_Task goal_
When copying the records below, keep every word as it is and drop the images.

Image point grounding data:

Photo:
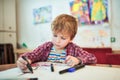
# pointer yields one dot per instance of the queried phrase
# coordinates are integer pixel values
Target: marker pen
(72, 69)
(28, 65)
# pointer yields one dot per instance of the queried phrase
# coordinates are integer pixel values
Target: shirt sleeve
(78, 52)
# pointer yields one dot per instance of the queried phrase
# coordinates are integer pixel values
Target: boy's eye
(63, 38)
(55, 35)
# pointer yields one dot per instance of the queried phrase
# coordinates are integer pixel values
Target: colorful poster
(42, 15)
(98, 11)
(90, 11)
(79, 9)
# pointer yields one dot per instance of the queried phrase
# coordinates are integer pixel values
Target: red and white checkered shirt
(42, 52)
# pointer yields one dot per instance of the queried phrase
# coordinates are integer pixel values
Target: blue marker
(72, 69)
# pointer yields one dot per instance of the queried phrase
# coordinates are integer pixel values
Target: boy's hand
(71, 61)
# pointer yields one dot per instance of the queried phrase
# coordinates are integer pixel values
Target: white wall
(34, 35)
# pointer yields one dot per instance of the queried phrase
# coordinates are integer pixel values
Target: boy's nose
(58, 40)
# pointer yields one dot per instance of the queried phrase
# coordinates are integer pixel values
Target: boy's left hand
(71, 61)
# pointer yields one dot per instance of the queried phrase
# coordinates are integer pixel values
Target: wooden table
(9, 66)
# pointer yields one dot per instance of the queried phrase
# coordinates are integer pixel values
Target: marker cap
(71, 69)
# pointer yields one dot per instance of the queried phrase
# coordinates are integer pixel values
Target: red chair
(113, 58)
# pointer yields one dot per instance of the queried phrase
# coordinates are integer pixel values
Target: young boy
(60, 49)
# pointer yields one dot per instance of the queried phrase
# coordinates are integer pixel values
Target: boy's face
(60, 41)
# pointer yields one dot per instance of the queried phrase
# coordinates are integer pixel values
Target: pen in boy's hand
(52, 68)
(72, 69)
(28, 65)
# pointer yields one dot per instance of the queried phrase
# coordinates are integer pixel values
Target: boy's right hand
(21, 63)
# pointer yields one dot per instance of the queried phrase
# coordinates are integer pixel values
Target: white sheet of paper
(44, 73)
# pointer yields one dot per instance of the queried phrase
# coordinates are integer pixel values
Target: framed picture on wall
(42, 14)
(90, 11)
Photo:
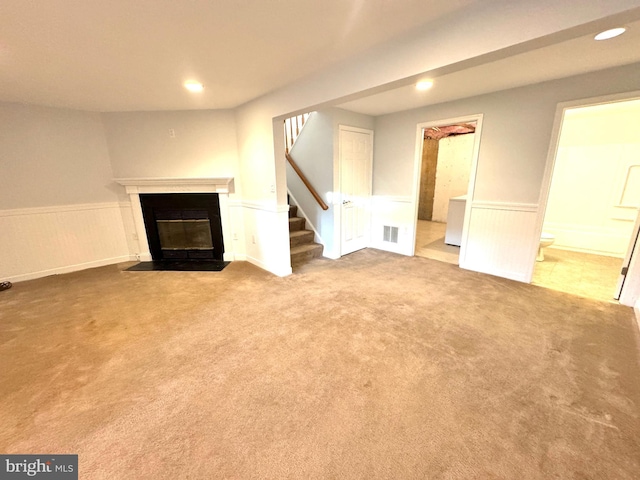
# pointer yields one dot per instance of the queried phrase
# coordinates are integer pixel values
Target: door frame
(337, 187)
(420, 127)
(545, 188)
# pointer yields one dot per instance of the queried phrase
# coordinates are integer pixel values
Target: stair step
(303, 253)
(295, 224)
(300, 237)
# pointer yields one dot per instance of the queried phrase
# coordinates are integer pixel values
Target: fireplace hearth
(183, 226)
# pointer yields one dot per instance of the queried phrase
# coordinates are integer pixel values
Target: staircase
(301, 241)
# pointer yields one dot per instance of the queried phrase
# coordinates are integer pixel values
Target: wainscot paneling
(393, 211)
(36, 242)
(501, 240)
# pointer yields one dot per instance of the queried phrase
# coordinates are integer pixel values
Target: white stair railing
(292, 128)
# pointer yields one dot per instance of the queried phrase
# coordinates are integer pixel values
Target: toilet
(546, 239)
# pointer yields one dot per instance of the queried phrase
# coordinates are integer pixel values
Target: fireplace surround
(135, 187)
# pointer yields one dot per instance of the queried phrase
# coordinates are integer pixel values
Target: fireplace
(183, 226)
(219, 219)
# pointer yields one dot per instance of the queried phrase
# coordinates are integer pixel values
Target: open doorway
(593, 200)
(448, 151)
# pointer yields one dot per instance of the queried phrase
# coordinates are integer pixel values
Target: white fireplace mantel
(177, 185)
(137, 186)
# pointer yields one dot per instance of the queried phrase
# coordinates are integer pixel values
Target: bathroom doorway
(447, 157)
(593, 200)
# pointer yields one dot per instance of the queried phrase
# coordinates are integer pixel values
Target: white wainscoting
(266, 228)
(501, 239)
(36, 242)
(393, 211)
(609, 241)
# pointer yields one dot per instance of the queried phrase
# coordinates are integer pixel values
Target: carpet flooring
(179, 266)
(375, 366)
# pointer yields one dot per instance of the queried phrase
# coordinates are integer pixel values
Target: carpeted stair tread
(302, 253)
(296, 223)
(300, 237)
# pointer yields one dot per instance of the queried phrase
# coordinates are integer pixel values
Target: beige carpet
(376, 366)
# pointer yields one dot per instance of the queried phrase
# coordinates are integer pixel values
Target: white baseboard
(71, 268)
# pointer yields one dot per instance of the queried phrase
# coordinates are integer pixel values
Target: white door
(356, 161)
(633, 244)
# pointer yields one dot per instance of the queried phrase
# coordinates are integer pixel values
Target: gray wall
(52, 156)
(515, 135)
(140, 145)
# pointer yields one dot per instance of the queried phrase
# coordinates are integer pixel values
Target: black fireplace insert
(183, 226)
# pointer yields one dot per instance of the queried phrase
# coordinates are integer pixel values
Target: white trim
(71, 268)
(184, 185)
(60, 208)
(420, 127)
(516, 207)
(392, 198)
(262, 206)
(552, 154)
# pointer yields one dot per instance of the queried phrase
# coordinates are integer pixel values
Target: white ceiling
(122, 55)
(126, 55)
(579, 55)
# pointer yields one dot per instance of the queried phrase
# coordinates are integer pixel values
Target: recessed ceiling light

_Final answer_
Photo:
# pointer yields one dot per instance of the queried phrase
# coordinates are integer pixel values
Target: marker pen
(72, 69)
(28, 65)
# pointer yields one dot per instance of the queried phrase
# coordinates are integer pixel values
Target: shirt sleeve
(78, 52)
# pointer yields one dot per instance of the queried phrase
# coordinates are integer pixel values
Target: boy's eye
(63, 38)
(55, 35)
# pointer yields one dot per instance of the queried phrase
# coordinates are integer pixel values
Target: colorful poster
(42, 15)
(98, 11)
(90, 11)
(79, 9)
# pointer yields one dot per instance of the queried phrase
# coordinates are integer pixel values
Target: red and white checkered shirt
(42, 52)
# pointer yields one dot per instance of the queried phrase
# coordinates are integer pixel values
Target: blue marker
(72, 69)
# pointer yields one dot per instance of the queried phrase
# coordinates are integer pixel values
Target: boy's hand
(71, 61)
# pointer yields one dot per instance of the queried phrase
# coordinates are integer pixel values
Target: white wall
(34, 35)
# pointer yields one dot per instance of the queried phrase
# coordinates are integer pixel values
Target: boy's nose
(58, 40)
# pointer yields one dot per instance of the queried phrase
# coordinates are integer pixel values
Target: boy's left hand
(71, 61)
# pointer yields one dot per instance of the queried phrase
# coordinates are integer pixel values
Target: wooden table
(9, 66)
# pointer yields one dot per instance of the queried phrase
# coordinates are integer pixel values
Target: marker cap
(71, 69)
# pointer yields one dot per instance of the queried phrase
# coordinates are integer pixel values
Target: red chair
(113, 58)
# pointer yields one dot per instance of the queried phrase
# coordinates are integer pixel values
Target: young boy
(60, 49)
# pointer yields one dot per instance of the queried phrase
# coordinates are integer pixel values
Target: boy's face
(60, 41)
# pointer yields one dot per instance of the queried phrase
# coordinates are integer pixel values
Target: pen in boy's hand
(52, 68)
(72, 69)
(28, 65)
# pointer yields one dot per instance of the queried phrase
# coordinates are integer pixel values
Target: boy's right hand
(21, 63)
# pointer yields one dot per instance of the queried phrase
# coordinates are integer pixel values
Target: white sheet of paper
(44, 73)
# pointer yields one dot per instance of the queried phrase
# coordinates are integer pixel values
Target: framed picture on wall
(42, 14)
(90, 11)
Photo:
# pointer yields one dot per instance of the queried phrase
# coordinates are integer pixel values
Target: door frame
(337, 187)
(420, 127)
(545, 188)
# pointer yields one dot per instance of the queried phrase
# coordinates are integer pixel values
Target: stair step
(303, 253)
(295, 224)
(300, 237)
# pointer yields one dot per instance of the queried phrase
# coordinates are integer pixel values
Target: fireplace hearth
(183, 226)
# pointer yields one dot per instance of the queried phrase
# coordinates are integer pixel values
Target: staircase
(301, 241)
# pointer yields one dot per instance of the queried phrase
# coordinates are integer pixel values
Target: wainscot paneling
(393, 211)
(36, 242)
(501, 240)
# pointer yields one dot per instance of the queried phrase
# coordinates are integer pixel values
Target: white stair railing
(292, 128)
# pointer yields one dot per instance of the queried phrase
# coordinates are integer pixel values
Target: toilet
(546, 239)
# pointer yields one dot per instance of the queried phrase
# coordinates are integer pixel values
Target: fireplace surround
(135, 187)
# pointer yields one dot per instance of the queried phrase
# coordinates are integer pixel values
Target: fireplace
(183, 226)
(219, 219)
# pointer yields one dot per instance of the queried phrase
# coordinates are integer pixel values
Target: open doorway
(593, 200)
(448, 151)
# pointer yields one dot per instance of the queried phrase
# coordinates are integer pixel values
Target: white fireplace mantel
(177, 185)
(137, 186)
# pointer yields one dot per instance of the queried phrase
# coordinates are integer pixel values
Target: bathroom doorway
(447, 157)
(593, 200)
# pointer yields one dot per instance of the queried phrase
# coordinates are integer pixel values
Target: white wainscoting
(266, 228)
(501, 239)
(36, 242)
(393, 211)
(609, 241)
# pointer yields one dot per instance of the queried phrase
# coordinates are integer pixel values
Target: carpet flooring
(179, 266)
(375, 366)
# pointer yields one dot per instance of the queried phrase
# coordinates are integer pixel values
Target: carpeted stair tread
(302, 253)
(296, 223)
(300, 237)
# pointer yields one dot per instance of the queried phrase
# coordinates are integer pixel values
Target: beige carpet
(376, 366)
# pointer yields one dot per instance of the queried phrase
# coordinates are integer pixel values
Target: white baseboard
(71, 268)
# pointer yields one dot per instance of the queried phrase
# coordinates are integer pixel values
Target: white door
(356, 161)
(633, 244)
# pointer yields one dot per instance of the queried phrase
# coordinates are integer pixel values
Target: gray wall
(52, 156)
(515, 135)
(140, 145)
# pointer yields one dot per instance of the queried phrase
# coordinates are integer pixel values
Target: black fireplace insert
(183, 226)
# pointer yields one dot per instance of the queried phrase
# coordinates are integer pixel values
Target: white trim
(71, 268)
(184, 185)
(60, 208)
(420, 127)
(516, 207)
(392, 198)
(262, 206)
(552, 154)
# pointer yields one dot per instance of the queried phrase
# coordinates are integer pixel values
Target: white ceiling
(122, 55)
(126, 55)
(579, 55)
# pointer yields one dot per instance of the queried phrase
# coordinates are integer pixel values
Target: recessed ceiling light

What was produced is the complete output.